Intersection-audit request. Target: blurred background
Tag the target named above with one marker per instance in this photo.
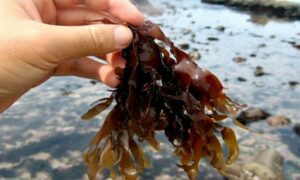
(252, 46)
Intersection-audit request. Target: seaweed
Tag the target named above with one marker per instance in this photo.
(161, 89)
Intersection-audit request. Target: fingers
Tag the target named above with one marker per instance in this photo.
(65, 42)
(115, 60)
(122, 9)
(88, 68)
(77, 16)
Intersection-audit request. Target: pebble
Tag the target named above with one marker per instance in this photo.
(293, 83)
(220, 28)
(297, 129)
(195, 55)
(259, 71)
(239, 60)
(184, 46)
(277, 121)
(252, 115)
(241, 79)
(212, 39)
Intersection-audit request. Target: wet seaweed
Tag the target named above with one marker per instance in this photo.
(161, 89)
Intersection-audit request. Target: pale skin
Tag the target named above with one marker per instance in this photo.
(44, 38)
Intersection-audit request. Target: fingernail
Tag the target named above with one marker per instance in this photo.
(123, 37)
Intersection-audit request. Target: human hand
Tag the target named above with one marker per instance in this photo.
(44, 38)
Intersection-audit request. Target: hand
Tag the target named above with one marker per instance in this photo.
(44, 38)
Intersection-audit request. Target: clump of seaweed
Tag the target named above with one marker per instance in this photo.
(161, 90)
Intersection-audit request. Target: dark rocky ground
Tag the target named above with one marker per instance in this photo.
(42, 136)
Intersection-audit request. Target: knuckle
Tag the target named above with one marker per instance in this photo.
(75, 68)
(99, 38)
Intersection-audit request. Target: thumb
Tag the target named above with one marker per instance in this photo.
(67, 42)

■ **Task details**
Could you write out all the lines above again, requests included, with every coordinate in the marker points shifted by -127, and leave the picture out?

■ **Task answer**
Intersection-audit request. Target: blurred background
Tag the target named above with one marker per instance in this photo.
(125, -81)
Intersection-audit request. Target: seaweed
Tag the target named above with one marker per instance in this photo.
(34, -38)
Intersection-audit request. Target: fingers
Tag the target named above with one marker per instance in this photo.
(-62, -85)
(-12, -67)
(-5, -118)
(-39, -59)
(-50, -111)
Intersection-audit request. Target: pebble
Tag the target named above with one marker per instance in this photo.
(166, -44)
(93, -99)
(170, 2)
(68, -72)
(132, -56)
(112, -67)
(57, -81)
(150, -6)
(125, -12)
(114, -48)
(85, -88)
Intersection-audit request. Target: wet seaweed
Tag the target named above with one marker per instance in this photo.
(34, -38)
Intersection-audit request. Target: pale skin
Tag the target named above with one marker per instance in this photo.
(-83, -89)
Intersection-audit request. Target: fingernail
Tag the target named above with one marker per instance in this photo.
(-4, -90)
Intersection-audit request. Target: human hand
Tag the target named above with one marker per instance in this photo.
(-83, -89)
Intersection-audit request. Target: hand
Tag the target named above with one marker per instance in this photo.
(-83, -89)
Intersection-audit request. Target: clump of seaweed
Tag the target named above with one marker per instance in this photo.
(34, -37)
Intersection-audit request. Target: dark rocky ground
Tag the target named above with one marker per instance in this photo.
(-85, 9)
Intersection-audit request. Target: knuckle
Tag the target named above with one marker per instance in this photo.
(-52, -59)
(-28, -89)
Intersection-audit request. Target: thumb
Tag the target named above with one marker per instance in this photo.
(-60, -85)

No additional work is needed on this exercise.